PROMPT:
Only one stretch of the data below is wanted: the lines from the one with "Every instance of the blurred" through the one with "Query: small plastic toy", repeated exactly.

Items from a dataset:
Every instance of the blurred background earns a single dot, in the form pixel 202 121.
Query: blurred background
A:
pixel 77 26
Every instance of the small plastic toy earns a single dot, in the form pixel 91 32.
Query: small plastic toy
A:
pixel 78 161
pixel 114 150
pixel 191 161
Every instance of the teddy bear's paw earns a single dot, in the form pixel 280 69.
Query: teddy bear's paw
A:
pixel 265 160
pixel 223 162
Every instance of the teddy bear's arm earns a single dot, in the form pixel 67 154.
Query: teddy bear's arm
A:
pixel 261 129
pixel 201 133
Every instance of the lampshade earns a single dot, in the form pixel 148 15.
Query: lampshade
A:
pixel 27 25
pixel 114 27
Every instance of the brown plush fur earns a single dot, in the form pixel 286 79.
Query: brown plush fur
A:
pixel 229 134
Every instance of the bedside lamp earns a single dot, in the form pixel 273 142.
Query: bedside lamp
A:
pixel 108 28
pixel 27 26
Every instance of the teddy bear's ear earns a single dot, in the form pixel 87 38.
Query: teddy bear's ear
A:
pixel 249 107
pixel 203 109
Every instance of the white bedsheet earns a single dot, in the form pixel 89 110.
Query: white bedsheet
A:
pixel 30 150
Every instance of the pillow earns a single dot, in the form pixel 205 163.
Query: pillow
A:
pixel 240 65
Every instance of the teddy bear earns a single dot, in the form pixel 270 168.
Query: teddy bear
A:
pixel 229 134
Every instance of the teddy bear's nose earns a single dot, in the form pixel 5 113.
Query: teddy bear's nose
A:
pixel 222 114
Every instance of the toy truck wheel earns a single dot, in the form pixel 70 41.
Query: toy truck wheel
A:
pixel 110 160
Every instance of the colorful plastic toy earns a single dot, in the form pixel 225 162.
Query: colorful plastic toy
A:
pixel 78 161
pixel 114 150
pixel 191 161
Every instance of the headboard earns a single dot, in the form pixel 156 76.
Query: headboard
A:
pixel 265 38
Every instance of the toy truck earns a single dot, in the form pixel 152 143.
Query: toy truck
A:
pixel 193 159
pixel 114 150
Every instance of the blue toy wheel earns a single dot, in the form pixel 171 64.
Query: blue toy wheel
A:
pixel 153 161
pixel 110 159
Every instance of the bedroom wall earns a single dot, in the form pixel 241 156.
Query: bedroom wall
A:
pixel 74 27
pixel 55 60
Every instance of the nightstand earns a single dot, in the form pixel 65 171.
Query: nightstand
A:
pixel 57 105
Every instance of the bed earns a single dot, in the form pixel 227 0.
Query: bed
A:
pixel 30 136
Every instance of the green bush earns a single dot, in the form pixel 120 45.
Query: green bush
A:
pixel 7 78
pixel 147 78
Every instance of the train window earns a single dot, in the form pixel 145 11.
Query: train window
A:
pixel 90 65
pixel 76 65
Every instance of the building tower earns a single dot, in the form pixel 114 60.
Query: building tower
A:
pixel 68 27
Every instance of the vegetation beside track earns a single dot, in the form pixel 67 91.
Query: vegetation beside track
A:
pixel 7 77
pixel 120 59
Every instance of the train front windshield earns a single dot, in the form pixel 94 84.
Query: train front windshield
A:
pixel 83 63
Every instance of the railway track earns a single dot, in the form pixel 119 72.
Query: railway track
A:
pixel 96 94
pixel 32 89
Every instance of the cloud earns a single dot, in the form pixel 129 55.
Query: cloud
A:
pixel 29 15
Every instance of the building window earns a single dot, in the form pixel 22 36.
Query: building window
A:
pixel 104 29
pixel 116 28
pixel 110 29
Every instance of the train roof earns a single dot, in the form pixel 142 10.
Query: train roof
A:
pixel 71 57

==

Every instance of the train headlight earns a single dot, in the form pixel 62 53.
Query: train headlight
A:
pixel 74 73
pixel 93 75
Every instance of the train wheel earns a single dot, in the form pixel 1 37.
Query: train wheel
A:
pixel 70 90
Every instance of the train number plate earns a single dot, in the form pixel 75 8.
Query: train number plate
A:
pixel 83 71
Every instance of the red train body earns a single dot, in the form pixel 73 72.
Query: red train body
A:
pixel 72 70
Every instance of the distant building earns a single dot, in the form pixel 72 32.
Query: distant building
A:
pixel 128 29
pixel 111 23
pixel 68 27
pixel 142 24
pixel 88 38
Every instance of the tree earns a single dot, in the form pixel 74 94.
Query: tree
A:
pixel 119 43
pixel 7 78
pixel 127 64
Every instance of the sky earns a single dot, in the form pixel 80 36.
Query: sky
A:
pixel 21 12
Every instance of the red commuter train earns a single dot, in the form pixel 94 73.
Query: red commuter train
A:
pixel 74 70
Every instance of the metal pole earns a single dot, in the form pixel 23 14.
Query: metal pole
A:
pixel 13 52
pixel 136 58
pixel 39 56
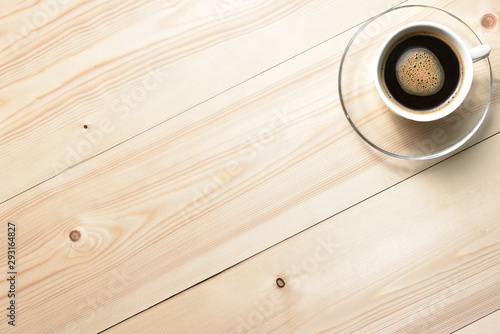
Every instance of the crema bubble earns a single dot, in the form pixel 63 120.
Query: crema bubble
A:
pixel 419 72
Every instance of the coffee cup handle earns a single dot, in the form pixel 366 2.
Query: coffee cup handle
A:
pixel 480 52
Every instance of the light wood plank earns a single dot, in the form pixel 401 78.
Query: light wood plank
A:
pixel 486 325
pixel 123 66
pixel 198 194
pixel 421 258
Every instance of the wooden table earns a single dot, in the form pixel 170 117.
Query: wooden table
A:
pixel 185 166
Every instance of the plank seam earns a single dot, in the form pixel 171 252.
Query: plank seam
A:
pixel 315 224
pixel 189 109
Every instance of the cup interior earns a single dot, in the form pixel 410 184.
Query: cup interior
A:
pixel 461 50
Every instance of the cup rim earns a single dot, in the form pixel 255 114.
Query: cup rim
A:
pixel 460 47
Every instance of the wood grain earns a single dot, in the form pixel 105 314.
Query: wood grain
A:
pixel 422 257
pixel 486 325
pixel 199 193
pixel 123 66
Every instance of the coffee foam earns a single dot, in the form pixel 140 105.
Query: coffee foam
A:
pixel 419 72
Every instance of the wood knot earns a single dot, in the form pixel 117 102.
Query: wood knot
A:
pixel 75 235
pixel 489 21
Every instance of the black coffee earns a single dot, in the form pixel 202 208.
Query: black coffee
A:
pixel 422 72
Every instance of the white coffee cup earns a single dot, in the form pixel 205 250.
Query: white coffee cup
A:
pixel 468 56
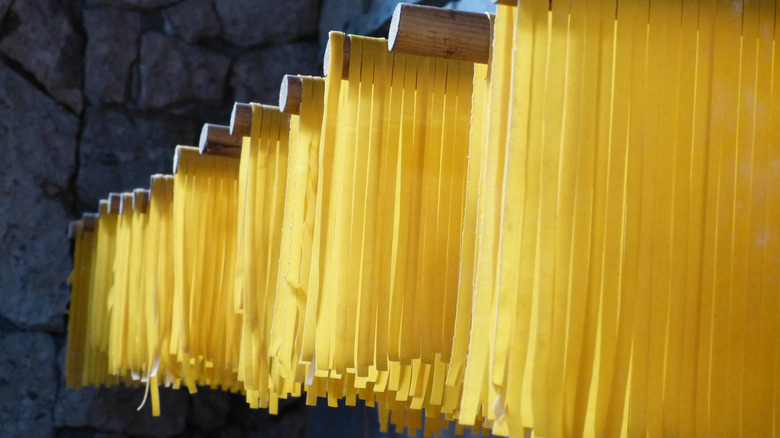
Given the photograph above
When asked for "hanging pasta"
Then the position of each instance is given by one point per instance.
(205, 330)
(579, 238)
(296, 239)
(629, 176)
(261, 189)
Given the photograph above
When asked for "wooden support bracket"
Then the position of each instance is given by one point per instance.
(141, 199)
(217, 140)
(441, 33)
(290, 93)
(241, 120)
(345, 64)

==

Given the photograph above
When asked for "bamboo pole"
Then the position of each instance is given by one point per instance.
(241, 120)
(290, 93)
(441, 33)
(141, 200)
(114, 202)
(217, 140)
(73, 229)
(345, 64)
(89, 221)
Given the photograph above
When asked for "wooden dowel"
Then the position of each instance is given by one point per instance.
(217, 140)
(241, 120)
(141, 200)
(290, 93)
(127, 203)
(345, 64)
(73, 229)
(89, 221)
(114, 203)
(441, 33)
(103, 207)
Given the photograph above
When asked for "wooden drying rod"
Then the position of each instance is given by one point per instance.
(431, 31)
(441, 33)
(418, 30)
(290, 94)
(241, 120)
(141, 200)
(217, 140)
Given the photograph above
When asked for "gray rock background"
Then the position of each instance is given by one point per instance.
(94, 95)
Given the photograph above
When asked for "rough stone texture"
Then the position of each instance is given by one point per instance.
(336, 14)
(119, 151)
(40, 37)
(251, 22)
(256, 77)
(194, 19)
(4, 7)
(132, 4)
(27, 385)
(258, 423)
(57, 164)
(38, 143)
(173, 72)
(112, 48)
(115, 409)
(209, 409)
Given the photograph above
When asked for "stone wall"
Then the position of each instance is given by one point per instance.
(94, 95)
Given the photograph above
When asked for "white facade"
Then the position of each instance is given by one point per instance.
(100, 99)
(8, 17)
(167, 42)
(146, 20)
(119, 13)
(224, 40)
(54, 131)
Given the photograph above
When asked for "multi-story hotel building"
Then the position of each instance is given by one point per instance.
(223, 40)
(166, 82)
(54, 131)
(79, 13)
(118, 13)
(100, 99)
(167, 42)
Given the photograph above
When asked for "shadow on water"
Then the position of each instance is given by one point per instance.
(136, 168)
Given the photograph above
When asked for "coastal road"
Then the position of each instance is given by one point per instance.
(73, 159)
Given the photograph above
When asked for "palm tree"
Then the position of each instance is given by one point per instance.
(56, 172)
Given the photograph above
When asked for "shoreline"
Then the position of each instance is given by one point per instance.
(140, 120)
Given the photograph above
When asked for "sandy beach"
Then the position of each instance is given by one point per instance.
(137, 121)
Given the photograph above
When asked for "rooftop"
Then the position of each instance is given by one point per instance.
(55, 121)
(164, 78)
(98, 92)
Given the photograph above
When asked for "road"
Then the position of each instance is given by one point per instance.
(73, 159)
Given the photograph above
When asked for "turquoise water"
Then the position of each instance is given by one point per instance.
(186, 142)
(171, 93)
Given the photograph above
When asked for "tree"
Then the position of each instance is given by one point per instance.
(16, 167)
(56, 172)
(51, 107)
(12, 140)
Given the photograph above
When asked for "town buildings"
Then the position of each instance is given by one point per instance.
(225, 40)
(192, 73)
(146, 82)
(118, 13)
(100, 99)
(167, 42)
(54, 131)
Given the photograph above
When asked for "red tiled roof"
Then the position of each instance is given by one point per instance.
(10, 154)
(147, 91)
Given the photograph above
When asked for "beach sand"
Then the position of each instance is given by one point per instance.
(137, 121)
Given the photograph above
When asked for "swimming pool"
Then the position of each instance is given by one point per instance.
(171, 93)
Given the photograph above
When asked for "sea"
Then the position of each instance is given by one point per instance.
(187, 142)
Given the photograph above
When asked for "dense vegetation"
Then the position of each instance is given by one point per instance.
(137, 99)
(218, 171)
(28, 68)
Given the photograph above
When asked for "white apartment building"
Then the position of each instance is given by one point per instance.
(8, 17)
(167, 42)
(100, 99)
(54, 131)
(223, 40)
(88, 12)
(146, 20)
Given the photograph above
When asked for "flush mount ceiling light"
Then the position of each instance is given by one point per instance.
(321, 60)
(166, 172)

SOLUTION TO THIS TASK:
Every instance of the blurred background earns a single dot, in the form pixel 202 121.
Query: blurred background
A:
pixel 77 26
Every instance of the small plastic toy earns a single dot, in the form pixel 91 32.
Query: small plastic toy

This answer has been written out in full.